Required work: Show every line in the records below that contains the word "block", copying each line in full.
=== Input for this task ===
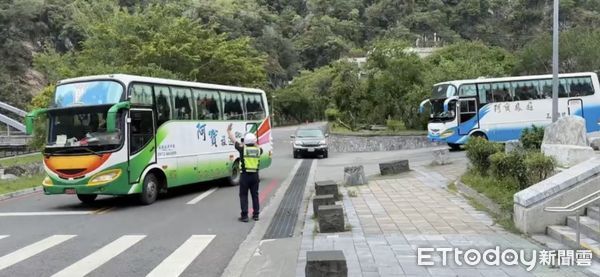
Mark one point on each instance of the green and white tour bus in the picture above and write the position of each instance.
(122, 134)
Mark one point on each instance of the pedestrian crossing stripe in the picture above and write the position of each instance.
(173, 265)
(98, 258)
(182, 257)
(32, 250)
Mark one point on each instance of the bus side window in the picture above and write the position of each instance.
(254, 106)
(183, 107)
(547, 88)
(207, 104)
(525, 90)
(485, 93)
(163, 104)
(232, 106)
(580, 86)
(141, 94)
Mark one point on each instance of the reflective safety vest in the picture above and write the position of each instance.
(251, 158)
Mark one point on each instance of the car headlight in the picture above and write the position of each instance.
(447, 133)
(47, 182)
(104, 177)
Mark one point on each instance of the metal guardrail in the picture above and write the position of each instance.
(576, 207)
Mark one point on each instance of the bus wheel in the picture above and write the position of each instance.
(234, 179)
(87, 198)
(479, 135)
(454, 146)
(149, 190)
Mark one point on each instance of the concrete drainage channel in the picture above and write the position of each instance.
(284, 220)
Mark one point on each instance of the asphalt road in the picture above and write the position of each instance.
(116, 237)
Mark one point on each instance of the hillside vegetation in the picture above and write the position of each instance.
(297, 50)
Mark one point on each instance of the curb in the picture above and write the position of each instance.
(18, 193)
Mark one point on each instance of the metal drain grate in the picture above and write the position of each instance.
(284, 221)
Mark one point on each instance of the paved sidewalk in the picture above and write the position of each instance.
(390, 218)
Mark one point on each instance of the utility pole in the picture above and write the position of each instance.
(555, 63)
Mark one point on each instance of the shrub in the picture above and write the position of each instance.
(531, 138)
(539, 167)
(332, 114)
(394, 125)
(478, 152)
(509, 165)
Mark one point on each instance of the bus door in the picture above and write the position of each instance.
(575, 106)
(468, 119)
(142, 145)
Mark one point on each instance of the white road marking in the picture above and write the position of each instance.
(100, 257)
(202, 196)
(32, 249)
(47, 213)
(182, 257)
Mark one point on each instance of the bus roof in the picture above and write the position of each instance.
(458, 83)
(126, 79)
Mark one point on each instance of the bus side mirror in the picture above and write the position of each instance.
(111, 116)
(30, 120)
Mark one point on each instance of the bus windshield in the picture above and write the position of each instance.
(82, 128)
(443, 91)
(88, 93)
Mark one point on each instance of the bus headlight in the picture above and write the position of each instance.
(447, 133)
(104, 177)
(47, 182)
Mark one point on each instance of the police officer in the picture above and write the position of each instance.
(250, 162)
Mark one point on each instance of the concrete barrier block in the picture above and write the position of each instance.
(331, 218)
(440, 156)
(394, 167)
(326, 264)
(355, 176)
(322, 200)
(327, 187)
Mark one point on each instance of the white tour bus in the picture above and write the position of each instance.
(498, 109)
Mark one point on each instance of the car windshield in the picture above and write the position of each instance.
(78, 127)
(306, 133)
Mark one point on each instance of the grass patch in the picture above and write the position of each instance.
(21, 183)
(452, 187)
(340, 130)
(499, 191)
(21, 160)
===
=== Input for this task ===
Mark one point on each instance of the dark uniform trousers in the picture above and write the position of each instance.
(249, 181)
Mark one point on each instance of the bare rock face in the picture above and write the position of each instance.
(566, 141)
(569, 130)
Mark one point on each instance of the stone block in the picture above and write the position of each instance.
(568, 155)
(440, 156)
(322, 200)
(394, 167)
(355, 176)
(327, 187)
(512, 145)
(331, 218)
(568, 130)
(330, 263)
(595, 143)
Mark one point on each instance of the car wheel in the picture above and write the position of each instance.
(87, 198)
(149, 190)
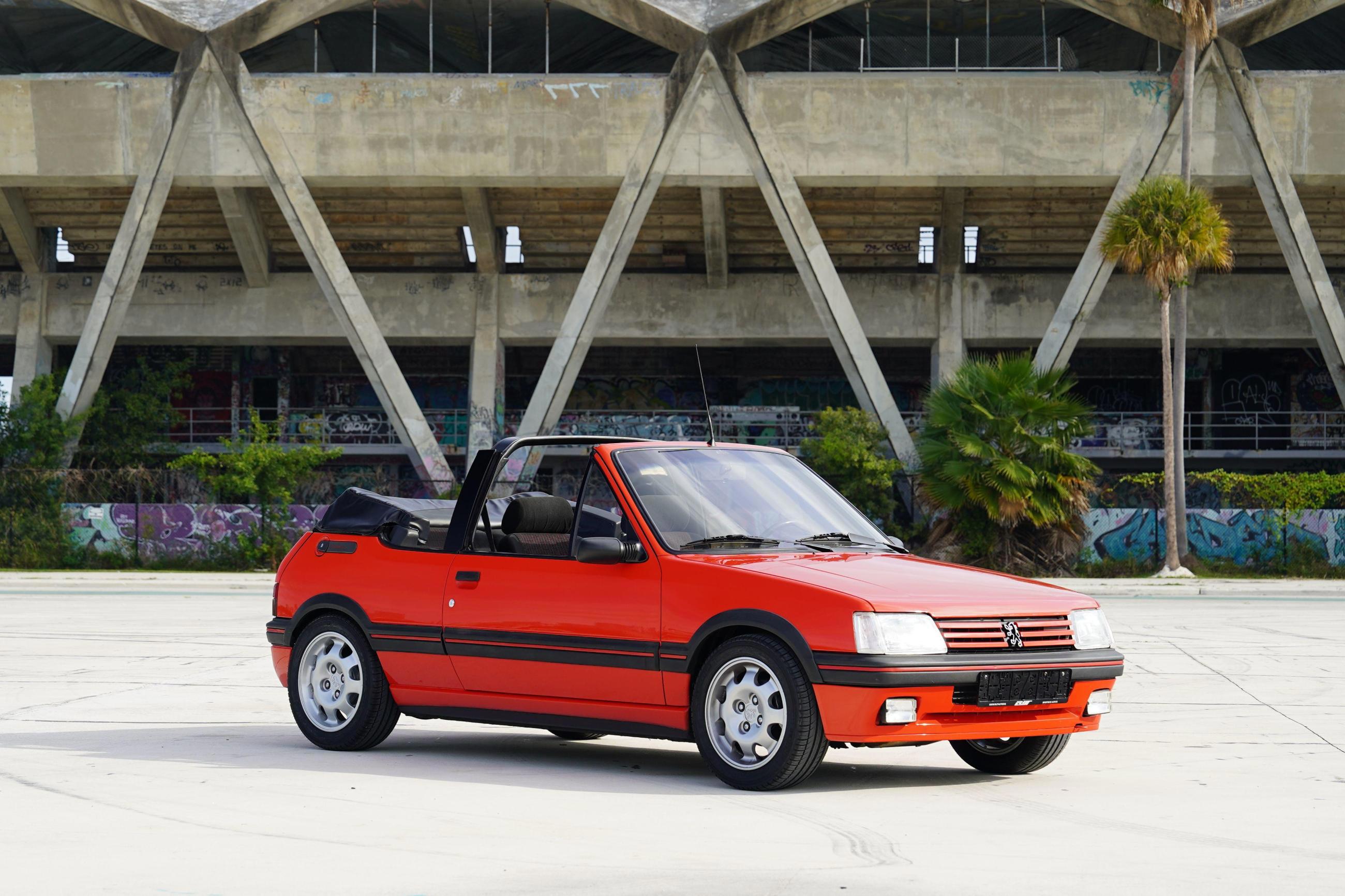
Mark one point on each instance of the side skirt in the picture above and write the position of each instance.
===
=== Input for this task ===
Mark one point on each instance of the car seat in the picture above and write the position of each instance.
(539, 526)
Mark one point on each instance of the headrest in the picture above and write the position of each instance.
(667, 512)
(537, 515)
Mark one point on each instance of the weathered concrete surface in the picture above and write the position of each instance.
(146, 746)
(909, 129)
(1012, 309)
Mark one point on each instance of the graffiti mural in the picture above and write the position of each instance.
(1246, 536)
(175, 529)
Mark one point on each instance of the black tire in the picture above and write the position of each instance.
===
Answer for this exercise:
Mark one point on each instance of the concrete barrier block in the picture above and write the position of each instance.
Mark one point on each instance of the stone block in the picture above and write the position of each instance.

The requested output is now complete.